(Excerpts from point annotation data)
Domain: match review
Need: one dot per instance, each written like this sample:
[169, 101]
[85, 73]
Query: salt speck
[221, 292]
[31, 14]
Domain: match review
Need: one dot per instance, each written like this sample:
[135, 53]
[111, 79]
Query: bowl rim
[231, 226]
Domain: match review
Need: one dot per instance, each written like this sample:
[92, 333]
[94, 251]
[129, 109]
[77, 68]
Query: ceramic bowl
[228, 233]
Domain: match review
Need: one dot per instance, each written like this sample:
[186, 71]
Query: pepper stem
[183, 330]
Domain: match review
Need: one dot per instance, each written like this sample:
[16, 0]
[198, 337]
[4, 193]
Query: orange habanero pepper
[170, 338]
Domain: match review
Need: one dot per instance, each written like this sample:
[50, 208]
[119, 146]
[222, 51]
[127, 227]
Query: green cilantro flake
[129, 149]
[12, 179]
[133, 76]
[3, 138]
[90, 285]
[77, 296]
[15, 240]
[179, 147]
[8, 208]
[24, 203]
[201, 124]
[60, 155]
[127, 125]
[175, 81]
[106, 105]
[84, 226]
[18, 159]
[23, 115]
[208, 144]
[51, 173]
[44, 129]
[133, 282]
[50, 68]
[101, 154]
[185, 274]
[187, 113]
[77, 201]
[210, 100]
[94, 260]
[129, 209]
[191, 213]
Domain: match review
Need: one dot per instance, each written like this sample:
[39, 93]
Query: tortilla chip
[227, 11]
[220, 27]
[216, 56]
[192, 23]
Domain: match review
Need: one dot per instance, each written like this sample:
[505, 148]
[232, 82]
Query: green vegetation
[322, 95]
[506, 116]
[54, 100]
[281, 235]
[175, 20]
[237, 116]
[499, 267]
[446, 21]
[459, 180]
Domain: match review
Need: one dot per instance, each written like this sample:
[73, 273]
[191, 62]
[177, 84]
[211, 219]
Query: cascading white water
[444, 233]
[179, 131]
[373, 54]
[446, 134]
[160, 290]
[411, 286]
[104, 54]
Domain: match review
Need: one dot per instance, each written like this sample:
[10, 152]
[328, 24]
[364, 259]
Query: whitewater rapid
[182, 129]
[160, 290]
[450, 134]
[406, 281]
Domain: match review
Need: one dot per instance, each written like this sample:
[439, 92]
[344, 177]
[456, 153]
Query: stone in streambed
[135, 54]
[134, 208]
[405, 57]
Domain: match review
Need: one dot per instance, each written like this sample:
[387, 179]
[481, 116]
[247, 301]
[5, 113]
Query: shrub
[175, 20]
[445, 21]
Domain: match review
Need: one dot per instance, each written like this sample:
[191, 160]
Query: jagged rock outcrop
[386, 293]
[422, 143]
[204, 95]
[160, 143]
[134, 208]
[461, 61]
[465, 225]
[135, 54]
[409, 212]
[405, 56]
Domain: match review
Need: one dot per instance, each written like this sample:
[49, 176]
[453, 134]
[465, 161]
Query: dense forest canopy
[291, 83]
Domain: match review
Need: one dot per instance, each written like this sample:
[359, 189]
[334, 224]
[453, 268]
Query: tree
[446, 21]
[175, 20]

Request:
Copy out every line of the items above that contains the word "green", matching its capitalization exactly.

Solution for this exercise:
Query: green cilantro flake
Query: green vegetation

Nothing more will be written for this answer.